**Provided text:**
○ ○ ○ ○ ○ ○ ○
And another thing I hated as an agency person running my own agency was having to figure out every process and document everything. And I kind of suck at that. I’m much better at big picture than I am at detail. And I thought, “Well, here’s a team where I don’t have to be daddy.” In my agency. I had to be Daddy. It doesn’t mean that there was anything childish about the people I work with. They were brilliant and very professional and seasoned. But you know, if something fell through the cracks, it was me. If something went wrong, it was me. If there was a communication faulty, everything came down on me. And I thought, “Here’s a place where it’s shared almost like a commune.” I don’t want to sound hippyish but like everyone definitely has individual responsibility, but there’s also great shared team responsibility. So, I don’t want to turn this into a commercial for Automatic, but I thought “This is great.” And I haven’t been disappointed. We’ve been through some upheaval even since I’ve gotten there. And yet we’ve come out on the other side, I think stronger. So, I’m happy there am really happy to be doing web design work inside a product company where I’m involved in the products too and I can learn from the product designers and from everyone who touches the product and everyone who interacts with the customer.
○ ○ ○ ○ ○ ○ ○
**Entries supplied:**
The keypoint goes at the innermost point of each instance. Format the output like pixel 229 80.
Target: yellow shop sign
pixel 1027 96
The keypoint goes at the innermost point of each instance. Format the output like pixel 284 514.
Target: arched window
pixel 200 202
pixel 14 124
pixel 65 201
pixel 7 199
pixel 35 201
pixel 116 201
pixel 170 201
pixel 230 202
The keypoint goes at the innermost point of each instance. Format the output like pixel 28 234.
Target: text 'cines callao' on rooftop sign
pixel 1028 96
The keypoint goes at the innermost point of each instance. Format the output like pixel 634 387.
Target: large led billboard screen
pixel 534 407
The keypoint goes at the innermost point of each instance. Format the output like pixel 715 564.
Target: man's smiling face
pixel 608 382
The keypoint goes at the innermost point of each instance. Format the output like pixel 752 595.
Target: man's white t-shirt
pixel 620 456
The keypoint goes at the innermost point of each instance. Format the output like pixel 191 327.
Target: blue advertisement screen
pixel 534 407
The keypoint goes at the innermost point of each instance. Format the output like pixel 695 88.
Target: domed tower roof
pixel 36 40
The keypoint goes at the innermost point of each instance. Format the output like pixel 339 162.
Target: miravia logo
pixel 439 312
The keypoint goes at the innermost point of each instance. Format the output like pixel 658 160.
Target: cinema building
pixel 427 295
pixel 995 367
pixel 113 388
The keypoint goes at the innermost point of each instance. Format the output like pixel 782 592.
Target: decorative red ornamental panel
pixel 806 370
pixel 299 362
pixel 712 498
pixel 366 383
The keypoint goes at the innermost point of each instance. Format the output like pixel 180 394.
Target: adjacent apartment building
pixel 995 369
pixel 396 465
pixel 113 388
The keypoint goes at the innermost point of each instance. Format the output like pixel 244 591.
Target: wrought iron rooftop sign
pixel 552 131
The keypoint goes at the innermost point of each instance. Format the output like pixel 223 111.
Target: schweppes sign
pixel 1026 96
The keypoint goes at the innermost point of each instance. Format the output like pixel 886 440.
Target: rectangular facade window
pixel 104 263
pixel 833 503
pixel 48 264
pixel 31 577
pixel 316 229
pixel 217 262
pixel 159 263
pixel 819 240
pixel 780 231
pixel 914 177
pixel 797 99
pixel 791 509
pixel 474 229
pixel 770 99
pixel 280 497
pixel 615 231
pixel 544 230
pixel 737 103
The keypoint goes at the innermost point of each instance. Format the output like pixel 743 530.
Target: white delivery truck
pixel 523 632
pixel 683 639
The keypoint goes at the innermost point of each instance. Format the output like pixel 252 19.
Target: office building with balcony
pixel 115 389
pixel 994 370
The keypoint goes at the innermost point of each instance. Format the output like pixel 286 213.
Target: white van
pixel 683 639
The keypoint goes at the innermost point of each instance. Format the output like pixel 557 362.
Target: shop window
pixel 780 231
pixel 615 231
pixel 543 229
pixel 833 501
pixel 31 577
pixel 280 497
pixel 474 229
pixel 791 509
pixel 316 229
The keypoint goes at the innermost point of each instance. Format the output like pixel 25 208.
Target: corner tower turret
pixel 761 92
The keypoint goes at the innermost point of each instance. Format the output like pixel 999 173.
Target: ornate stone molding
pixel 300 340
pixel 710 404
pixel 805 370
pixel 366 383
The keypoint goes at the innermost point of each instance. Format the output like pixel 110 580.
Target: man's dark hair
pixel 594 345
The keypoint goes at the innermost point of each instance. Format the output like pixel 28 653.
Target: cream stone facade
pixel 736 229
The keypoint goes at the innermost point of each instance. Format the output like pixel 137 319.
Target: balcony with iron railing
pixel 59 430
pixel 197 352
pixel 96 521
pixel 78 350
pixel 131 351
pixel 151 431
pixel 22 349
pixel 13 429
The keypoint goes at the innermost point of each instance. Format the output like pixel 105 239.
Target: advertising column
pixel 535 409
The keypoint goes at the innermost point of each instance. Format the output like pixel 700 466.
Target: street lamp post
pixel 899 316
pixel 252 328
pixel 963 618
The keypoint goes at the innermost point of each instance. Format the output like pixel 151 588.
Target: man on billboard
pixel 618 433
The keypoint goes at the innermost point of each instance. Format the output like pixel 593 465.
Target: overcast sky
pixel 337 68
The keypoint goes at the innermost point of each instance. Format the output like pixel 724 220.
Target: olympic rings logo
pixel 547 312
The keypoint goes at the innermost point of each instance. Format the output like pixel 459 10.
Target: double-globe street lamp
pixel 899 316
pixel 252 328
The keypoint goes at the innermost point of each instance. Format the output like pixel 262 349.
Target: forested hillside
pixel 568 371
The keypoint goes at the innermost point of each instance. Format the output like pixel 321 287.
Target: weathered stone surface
○ ○ ○ ○ ○ ○ ○
**Goal A:** In the passage about leaving agency work, what did the speaker hate about running their own agency?
**Goal B:** Rewrite the paragraph of the passage about leaving agency work that begins "And another thing I hated" as a short bulleted list that keeps its main facts.
**Goal C:**
Say whether each statement agrees with the passage about leaving agency work, answering yes or no and quoting the words of the passage that decide it.
(i) The speaker is better at detail than at the big picture.
(ii) The speaker described the people they worked with at the agency as brilliant and professional.
(iii) The speaker has been disappointed since joining Automatic.
The listing has nothing to do with what you're asked here.

**Written reply A:** Having to figure out every process and document everything.

**Written reply B:**
- Running their own agency, the speaker hated having to work out and document every process, being better at the big picture than at detail.
- At the agency, the speaker had to "be Daddy": anything that went wrong or fell through the cracks came down on them, even though the staff were brilliant, professional and seasoned.
- At Automatic, responsibility is both individual and shared by the team, almost like a commune.
- The speaker hasn't been disappointed; the team went through some upheaval and came out stronger.
- The speaker is happy doing web design inside a product company, working on the products and learning from product designers and from everyone who touches the product or deals with customers.

**Written reply C:**
(i) No: "I’m much better at big picture than I am at detail."
(ii) Yes: "They were brilliant and very professional and seasoned."
(iii) No: "And I haven’t been disappointed."